[GIVEN PROBLEM] Exactly as they appear, output all of the entries.

* start *

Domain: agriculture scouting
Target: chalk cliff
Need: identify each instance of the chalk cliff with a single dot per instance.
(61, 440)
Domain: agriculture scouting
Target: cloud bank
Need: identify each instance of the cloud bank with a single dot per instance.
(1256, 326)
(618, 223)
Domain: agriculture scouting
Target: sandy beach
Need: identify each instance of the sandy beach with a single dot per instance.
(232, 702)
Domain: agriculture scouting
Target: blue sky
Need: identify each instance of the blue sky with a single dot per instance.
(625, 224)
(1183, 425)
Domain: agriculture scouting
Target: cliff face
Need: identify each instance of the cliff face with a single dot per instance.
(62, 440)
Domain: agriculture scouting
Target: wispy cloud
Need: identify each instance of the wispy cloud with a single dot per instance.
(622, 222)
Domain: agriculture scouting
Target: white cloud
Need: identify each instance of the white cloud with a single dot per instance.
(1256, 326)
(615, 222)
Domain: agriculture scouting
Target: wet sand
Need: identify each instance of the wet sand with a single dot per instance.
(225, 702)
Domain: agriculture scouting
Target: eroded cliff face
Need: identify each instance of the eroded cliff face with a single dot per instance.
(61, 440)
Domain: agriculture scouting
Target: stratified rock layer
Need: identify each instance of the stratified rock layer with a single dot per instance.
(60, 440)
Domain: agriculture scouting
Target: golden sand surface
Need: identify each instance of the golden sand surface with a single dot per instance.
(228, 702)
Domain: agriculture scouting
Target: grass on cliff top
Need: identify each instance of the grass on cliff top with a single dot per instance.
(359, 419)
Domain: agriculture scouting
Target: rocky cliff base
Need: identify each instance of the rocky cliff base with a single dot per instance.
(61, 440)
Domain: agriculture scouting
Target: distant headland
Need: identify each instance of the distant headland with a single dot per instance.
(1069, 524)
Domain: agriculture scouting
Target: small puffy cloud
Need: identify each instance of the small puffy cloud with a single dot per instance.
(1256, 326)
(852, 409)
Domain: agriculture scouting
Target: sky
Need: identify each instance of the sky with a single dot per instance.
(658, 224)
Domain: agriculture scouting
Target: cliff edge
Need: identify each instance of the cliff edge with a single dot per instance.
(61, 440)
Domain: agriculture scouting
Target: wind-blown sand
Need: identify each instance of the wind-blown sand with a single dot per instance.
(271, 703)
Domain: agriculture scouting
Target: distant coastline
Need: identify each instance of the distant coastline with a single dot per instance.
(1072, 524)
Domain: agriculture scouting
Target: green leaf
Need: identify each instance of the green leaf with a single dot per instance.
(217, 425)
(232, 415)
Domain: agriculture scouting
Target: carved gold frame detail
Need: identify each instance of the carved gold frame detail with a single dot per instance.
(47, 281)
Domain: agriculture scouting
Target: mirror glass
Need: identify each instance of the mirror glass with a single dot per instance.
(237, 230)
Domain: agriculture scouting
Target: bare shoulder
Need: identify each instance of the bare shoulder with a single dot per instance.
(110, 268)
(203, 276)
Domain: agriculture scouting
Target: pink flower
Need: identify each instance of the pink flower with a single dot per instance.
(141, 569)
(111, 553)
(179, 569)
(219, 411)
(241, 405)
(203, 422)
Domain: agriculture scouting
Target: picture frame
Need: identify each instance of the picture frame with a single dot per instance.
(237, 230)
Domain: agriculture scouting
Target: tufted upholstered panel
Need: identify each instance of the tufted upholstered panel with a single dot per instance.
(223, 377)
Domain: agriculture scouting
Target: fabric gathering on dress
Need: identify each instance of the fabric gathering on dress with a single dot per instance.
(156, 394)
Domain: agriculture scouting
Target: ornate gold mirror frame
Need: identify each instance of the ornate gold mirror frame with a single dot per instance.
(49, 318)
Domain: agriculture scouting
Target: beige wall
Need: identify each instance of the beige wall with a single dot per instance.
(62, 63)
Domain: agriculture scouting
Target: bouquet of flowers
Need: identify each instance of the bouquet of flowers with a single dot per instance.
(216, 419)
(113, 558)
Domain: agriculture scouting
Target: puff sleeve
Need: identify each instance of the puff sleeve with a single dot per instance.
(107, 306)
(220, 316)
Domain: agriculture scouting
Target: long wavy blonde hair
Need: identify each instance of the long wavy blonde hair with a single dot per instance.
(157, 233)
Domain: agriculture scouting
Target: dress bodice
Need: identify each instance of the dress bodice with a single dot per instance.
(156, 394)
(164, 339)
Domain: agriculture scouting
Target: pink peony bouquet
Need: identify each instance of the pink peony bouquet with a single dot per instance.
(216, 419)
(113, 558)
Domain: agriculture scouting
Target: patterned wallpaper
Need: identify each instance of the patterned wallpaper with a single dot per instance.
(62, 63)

* end *

[SOLUTION FOR THIS EXERCISE]
Domain: agriculture scouting
Target: chalk cliff
Need: identify each instance of the chalk cliff with a single dot per instance.
(61, 440)
Domain: agriculture scouting
Target: cloud bank
Need: identify each instance of the cloud bank with a single dot per instance.
(1256, 326)
(618, 223)
Domain: agriculture scouting
Target: sandy beach
Need: identify each instance of the sandy beach with a single dot per instance.
(232, 702)
Domain: agriculture scouting
Target: blue sky
Need: identify each instance of the blue sky with a single dot per instance.
(625, 224)
(1183, 425)
Domain: agriculture scouting
Target: cliff face
Need: identify each instance of the cliff face with a single dot per instance.
(62, 440)
Domain: agriculture scouting
Target: wispy cloud
Need: identify each instance of the wispy cloud with a single dot per instance.
(622, 222)
Domain: agriculture scouting
Target: white cloud
Need: identify each instance of the white cloud with a single dot per instance.
(1256, 326)
(615, 222)
Domain: agriculture scouting
Target: wet sand
Need: identify each instance of the wet sand with a single dot per instance.
(225, 702)
Domain: agriculture scouting
Target: eroded cliff face
Need: identify each instance of the eroded cliff face with a single dot per instance.
(61, 440)
Domain: agriculture scouting
Target: stratified rock layer
Need: identify each instance of the stratified rock layer with a single dot per instance.
(60, 440)
Domain: agriculture scouting
Target: golden sand surface
Need: identify each instance of the golden sand surface with a single dot per instance.
(228, 702)
Domain: agriculture scouting
Target: grass on cliff top
Need: identify each instance of the grass on cliff top with a single dot per instance.
(359, 419)
Domain: agriculture scouting
Target: rocky cliff base
Need: identify each instance of the rocky cliff base with a single dot per instance.
(61, 440)
Domain: agriculture scouting
Target: distant headland
Need: identify each instance of the distant headland with a single dot per instance.
(1069, 524)
Domain: agriculture scouting
Target: small puffy cloud
Need: identify each instance of the small puffy cloud with a single dot per instance.
(1256, 326)
(852, 409)
Domain: agriculture scouting
Target: sky
Need: identify each instance of the sky with a single dot per instance.
(658, 224)
Domain: agriculture scouting
Target: cliff edge
Need: identify each instance of the cliff edge with a single dot per instance.
(61, 440)
Domain: agriculture scouting
Target: wind-blown sand
Need: identify each instance of the wind-blown sand with a single dot per instance.
(271, 703)
Domain: agriculture scouting
Target: distant coastline
Need: identify each instance of the distant coastline with a single dot per instance.
(1072, 524)
Domain: agriculture scouting
Target: green leaf
Need: identify each instance of the green leaf with a single dot per instance.
(217, 425)
(232, 415)
Domain: agriculture scouting
Target: carved gold frame detail
Need: identify each instance of the carved gold frame detail with a single dot per instance.
(47, 281)
Domain: agriculture scouting
Target: mirror glass
Need: identify each instance of the mirror glass with a single dot per instance.
(237, 230)
Domain: agriculture scouting
Target: bare shoulder
Need: identify each instance of the bare shoulder with a single dot per instance.
(110, 268)
(203, 276)
Domain: agriculture scouting
Target: pink flower
Need: identify each instance of the pink flower with a single dot per instance.
(141, 569)
(111, 553)
(179, 569)
(219, 411)
(241, 405)
(203, 422)
Domain: agriculture scouting
Target: picture frame
Need: identify each instance of the picture frame with a single dot per instance.
(237, 230)
Domain: agriculture scouting
Target: tufted upholstered panel
Need: identify each instance of the tufted upholstered panel with a single dot per instance.
(223, 377)
Domain: agriculture scouting
Target: fabric gathering on dress
Need: identify each instance of the fabric gathering on dress with a single dot per instance.
(156, 394)
Domain: agriculture scouting
Target: ornate gold mirror frame
Need: identify each instance of the ornate gold mirror frame with a single dot per instance.
(49, 318)
Domain: agriculture scouting
Target: beige wall
Need: identify each instance of the beige wall with a single dot per instance.
(62, 63)
Domain: agriculture scouting
Target: bouquet of flowers
Need: identify each instance of the bouquet of flowers with a single dot per instance.
(216, 419)
(113, 558)
Domain: agriculture scouting
Target: puff sleeve
Need: identify each instance of the puff sleeve with a single dot per instance.
(107, 306)
(220, 316)
Domain: agriculture scouting
Target: long wavy blonde hair
Need: identify each instance of the long wavy blonde hair with a single dot per instance.
(157, 233)
Domain: agriculture scouting
Target: dress bodice
Need: identify each instance of the dress bodice with a single dot per instance.
(156, 394)
(164, 339)
Domain: agriculture scouting
Target: pink peony bouquet
Need: identify each instance of the pink peony bouquet with a single dot per instance.
(216, 419)
(113, 558)
Domain: agriculture scouting
Target: patterned wallpaper
Need: identify each instance of the patterned wallpaper with a single dot per instance.
(62, 63)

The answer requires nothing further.